> [Problem description] Find each line in the records below that contains the string "points", and copy every such line in full. Treat the match as case-sensitive.

> [Input material]
--------------------
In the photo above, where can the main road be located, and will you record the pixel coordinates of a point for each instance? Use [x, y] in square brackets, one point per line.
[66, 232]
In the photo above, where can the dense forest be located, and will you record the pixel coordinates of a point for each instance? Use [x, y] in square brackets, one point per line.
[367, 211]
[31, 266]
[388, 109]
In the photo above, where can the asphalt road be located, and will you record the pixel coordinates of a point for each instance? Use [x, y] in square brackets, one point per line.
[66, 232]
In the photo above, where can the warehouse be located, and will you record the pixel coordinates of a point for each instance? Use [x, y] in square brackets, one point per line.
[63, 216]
--------------------
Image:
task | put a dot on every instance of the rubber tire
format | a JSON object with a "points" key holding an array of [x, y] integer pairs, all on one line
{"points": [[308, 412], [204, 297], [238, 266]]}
--------------------
> [Correct answer]
format | a JSON object with a "points" key holding an array of [x, y] integer pairs, all on one line
{"points": [[308, 412], [204, 297], [238, 266]]}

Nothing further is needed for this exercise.